__What to produce__.
Arrange the lines that run from the one containing "[Batch spec] Target class: parked" through the one containing "[[147, 0, 298, 89]]", both included, as a Markdown table with the columns Number and Line. Number each line and leave out any blank lines.

__Material for the task__.
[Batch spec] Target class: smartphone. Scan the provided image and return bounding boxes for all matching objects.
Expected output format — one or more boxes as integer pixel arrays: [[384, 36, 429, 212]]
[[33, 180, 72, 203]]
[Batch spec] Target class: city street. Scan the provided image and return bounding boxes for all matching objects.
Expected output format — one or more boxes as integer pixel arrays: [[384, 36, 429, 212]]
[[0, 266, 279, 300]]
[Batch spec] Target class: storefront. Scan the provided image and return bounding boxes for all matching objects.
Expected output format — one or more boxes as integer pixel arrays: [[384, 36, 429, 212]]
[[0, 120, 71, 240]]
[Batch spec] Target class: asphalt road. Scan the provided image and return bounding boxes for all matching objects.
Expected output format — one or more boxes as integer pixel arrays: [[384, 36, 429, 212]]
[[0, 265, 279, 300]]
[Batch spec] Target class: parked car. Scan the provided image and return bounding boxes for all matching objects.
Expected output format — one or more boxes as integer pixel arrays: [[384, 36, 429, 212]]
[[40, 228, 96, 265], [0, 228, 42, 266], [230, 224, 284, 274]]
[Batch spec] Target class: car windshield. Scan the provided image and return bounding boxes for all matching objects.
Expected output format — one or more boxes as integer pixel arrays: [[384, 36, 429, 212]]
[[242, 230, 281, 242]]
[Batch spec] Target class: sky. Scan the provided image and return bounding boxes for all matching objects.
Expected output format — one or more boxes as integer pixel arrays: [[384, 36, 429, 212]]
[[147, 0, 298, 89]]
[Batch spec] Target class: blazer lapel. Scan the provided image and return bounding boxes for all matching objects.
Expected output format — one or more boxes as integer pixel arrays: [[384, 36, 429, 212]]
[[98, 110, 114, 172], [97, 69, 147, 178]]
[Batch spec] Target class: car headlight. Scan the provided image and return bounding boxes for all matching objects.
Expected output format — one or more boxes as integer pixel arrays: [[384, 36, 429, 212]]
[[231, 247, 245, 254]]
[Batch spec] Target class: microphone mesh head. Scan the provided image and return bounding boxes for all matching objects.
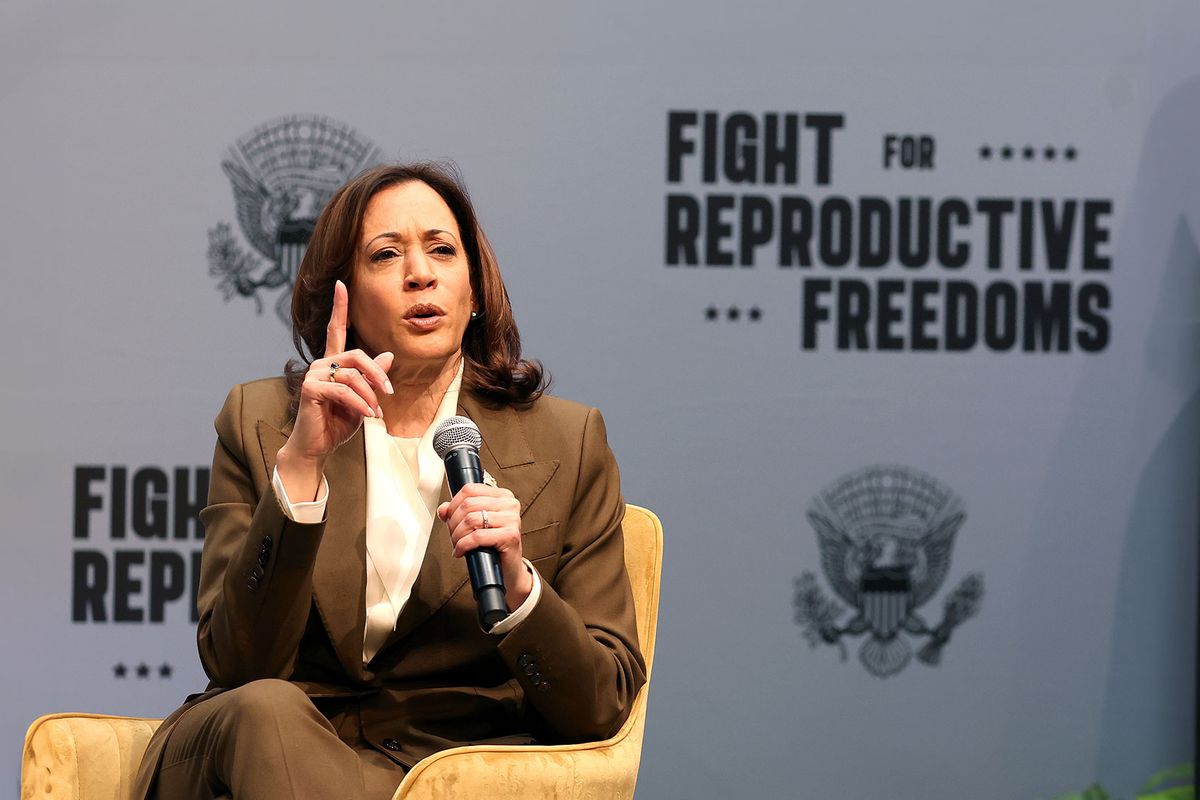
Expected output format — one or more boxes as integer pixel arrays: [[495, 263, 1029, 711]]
[[433, 416, 484, 458]]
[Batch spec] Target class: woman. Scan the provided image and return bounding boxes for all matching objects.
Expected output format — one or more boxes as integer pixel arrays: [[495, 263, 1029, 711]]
[[134, 164, 646, 800]]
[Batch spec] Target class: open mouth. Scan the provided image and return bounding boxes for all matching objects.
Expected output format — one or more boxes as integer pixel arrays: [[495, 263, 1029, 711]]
[[404, 302, 445, 319]]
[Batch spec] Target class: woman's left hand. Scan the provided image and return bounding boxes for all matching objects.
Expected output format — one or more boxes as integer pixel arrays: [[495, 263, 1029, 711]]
[[438, 483, 533, 612]]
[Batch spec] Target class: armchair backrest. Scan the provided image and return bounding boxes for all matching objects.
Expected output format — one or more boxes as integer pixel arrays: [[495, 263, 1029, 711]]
[[622, 505, 662, 676]]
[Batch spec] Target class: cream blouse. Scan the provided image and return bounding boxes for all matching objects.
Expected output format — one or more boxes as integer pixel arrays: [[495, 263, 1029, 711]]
[[271, 362, 541, 664]]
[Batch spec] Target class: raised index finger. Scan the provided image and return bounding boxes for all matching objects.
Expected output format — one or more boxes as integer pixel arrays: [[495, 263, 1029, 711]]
[[325, 281, 350, 359]]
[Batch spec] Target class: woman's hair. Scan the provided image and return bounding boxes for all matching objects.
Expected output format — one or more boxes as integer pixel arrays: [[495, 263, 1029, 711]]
[[286, 162, 550, 413]]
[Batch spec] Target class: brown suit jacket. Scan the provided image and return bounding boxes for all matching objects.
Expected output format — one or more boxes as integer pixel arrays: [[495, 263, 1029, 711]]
[[133, 379, 646, 798]]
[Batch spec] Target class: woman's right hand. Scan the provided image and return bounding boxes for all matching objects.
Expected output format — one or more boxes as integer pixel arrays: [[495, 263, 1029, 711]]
[[276, 281, 394, 503]]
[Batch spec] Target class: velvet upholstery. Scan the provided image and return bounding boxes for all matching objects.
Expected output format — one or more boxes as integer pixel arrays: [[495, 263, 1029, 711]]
[[20, 505, 662, 800]]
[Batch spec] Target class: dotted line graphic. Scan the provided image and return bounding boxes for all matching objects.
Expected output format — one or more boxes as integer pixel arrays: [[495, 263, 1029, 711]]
[[979, 144, 1079, 161], [113, 661, 175, 680], [704, 306, 762, 323]]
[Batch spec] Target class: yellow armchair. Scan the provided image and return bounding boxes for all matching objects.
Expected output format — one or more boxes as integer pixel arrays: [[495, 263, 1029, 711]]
[[20, 505, 662, 800]]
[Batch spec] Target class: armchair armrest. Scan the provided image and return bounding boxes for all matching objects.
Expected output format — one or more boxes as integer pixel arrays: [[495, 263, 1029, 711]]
[[20, 714, 162, 800], [392, 684, 649, 800]]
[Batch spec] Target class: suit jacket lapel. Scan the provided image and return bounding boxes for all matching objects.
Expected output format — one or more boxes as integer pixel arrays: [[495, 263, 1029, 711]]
[[381, 391, 558, 651], [258, 421, 367, 680]]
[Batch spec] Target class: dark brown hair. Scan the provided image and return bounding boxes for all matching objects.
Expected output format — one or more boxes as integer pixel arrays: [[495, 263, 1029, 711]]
[[286, 162, 550, 411]]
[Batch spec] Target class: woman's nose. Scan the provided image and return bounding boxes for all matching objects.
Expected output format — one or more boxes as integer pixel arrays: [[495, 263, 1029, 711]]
[[404, 253, 438, 289]]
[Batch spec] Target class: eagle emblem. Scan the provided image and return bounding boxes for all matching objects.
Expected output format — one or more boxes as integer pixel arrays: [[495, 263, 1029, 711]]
[[209, 114, 382, 325], [793, 465, 983, 678]]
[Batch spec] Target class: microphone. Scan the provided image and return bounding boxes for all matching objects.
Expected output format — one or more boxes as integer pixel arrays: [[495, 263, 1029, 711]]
[[433, 416, 509, 631]]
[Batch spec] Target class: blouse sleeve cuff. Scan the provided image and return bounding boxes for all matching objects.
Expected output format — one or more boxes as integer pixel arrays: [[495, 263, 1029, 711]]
[[271, 467, 328, 525], [488, 559, 541, 634]]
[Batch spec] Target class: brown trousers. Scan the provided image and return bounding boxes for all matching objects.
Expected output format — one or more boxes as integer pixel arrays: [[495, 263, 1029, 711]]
[[152, 680, 404, 800]]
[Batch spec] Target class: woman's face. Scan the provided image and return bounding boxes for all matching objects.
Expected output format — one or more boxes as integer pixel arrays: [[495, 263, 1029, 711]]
[[349, 181, 474, 369]]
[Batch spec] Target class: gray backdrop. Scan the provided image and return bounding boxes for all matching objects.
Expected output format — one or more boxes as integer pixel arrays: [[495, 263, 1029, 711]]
[[0, 0, 1200, 799]]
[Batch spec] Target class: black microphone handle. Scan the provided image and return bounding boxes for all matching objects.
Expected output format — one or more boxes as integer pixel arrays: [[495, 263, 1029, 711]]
[[445, 447, 509, 631]]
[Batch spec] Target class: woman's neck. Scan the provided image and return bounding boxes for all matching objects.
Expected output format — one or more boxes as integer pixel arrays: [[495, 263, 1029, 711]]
[[377, 353, 462, 439]]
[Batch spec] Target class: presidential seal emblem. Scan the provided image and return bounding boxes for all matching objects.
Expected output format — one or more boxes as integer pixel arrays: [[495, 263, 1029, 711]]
[[793, 465, 983, 678], [209, 114, 382, 325]]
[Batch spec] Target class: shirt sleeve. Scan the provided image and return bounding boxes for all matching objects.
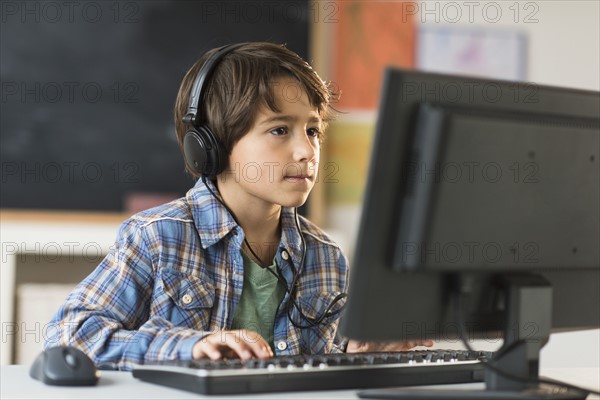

__Exercise output__.
| Number | Line |
|---|---|
| 1 | [Batch spec] Target class: parked car. Scan the provided image and return bounding boxes for all matching objects. |
| 2 | Expected output format — one or more boxes as integer pixel arrays: [[384, 36, 429, 212]] |
| 3 | [[40, 228, 96, 265], [0, 228, 42, 266], [230, 224, 284, 274]] |
| 4 | [Batch spec] Target class: car windshield. Scan the provided image and return bounding boxes for all matching objects. |
| 5 | Expected output format — one or more boxes as integer pixel arrays: [[384, 36, 429, 212]] |
| 6 | [[242, 230, 281, 242]] |
| 7 | [Batch spec] Target class: sky. Scan the provided image and return bounding boxes for all matching objects. |
| 8 | Expected output format — one or more boxes as integer pixel arrays: [[384, 36, 429, 212]] |
| 9 | [[147, 0, 298, 89]] |